WHAT IS REQUIRED
Can you reproduce every line of the entries below, requests included, with each coordinate in the answers scaled by 1.55 and rounded to the nearest whole number, halves going up?

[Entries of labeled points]
▽

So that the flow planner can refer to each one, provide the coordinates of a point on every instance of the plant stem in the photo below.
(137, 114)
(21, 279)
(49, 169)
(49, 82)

△

OUTPUT
So that the flow planner can refer to each one, provide the coordinates of a point on every instance of the plant stem in the photo below.
(212, 177)
(33, 432)
(76, 262)
(76, 127)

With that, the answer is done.